(Data under study begins)

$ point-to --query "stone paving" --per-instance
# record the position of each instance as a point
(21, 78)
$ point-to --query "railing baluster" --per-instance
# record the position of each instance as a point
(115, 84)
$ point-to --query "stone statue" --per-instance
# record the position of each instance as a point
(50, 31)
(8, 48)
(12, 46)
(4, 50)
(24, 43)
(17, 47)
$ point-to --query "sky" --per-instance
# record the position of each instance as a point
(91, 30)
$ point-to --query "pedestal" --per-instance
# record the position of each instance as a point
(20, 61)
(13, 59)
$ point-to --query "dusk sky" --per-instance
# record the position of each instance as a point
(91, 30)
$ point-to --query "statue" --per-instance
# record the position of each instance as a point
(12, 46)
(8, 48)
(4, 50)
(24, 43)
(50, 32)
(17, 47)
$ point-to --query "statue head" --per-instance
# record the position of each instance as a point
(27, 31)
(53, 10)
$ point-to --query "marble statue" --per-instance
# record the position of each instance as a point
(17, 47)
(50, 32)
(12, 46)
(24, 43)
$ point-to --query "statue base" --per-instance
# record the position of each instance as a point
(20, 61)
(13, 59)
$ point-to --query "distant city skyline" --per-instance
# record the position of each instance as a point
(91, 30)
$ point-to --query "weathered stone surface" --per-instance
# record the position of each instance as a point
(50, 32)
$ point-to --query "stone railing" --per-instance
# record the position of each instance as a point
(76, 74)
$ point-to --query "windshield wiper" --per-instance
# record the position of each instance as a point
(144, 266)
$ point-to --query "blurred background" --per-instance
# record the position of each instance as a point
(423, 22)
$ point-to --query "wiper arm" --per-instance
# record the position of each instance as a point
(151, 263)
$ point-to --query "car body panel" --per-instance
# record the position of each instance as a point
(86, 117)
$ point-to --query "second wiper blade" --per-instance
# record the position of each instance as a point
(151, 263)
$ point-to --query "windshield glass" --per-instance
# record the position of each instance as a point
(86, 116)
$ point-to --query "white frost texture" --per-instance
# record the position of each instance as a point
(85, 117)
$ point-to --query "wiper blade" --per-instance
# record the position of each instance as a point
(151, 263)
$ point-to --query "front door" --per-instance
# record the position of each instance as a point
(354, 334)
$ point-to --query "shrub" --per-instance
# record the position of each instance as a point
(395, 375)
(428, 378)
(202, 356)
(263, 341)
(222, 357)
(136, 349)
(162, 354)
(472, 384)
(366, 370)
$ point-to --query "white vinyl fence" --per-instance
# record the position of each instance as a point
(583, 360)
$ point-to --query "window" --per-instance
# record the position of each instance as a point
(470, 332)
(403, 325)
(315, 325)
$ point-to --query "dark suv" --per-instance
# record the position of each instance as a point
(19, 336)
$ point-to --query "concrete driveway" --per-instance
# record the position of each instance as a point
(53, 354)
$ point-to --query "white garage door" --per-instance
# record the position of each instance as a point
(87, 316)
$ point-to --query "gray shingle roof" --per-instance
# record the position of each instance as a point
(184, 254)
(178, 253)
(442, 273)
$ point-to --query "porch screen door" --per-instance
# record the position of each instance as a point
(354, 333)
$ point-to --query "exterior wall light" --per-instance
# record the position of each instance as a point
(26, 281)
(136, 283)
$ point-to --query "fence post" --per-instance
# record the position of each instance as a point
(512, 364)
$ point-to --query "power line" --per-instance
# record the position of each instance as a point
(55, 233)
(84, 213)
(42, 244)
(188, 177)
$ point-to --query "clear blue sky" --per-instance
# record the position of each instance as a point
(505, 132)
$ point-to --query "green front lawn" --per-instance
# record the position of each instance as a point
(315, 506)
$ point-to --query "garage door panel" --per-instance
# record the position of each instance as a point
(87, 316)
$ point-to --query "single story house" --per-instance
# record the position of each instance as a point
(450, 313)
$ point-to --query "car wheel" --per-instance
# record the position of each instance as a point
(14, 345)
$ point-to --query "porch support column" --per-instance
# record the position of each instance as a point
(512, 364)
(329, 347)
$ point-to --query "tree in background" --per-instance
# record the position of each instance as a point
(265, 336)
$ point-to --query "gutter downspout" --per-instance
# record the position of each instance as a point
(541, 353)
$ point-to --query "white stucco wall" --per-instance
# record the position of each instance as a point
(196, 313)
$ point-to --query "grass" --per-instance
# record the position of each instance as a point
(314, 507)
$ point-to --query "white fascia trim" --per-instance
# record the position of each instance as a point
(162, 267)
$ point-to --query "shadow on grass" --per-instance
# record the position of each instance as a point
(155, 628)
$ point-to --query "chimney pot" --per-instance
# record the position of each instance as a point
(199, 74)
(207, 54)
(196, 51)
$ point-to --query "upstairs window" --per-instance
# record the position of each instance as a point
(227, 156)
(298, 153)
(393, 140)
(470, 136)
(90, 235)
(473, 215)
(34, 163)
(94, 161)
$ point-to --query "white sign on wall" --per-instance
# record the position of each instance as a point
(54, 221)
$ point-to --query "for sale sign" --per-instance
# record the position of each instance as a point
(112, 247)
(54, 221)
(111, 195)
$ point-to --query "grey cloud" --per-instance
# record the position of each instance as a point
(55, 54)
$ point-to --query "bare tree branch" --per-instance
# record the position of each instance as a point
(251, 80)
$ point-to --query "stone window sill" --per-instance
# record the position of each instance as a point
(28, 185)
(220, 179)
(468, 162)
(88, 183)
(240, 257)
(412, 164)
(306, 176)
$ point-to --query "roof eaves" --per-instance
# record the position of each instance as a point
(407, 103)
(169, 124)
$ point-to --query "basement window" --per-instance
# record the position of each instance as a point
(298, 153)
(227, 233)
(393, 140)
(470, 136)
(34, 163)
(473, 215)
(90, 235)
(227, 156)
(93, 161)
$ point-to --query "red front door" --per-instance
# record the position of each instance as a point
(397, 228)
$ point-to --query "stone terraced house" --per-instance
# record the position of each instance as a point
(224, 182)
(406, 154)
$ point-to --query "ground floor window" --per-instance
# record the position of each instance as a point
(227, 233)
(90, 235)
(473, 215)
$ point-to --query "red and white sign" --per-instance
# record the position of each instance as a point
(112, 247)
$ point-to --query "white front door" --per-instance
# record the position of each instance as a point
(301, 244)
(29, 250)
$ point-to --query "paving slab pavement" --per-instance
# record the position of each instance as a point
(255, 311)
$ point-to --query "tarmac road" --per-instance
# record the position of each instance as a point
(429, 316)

(Data under study ends)

• Exercise:
Working from the material above, state how many lines contain "statue"; give only the number.

• Solution to this exercise:
5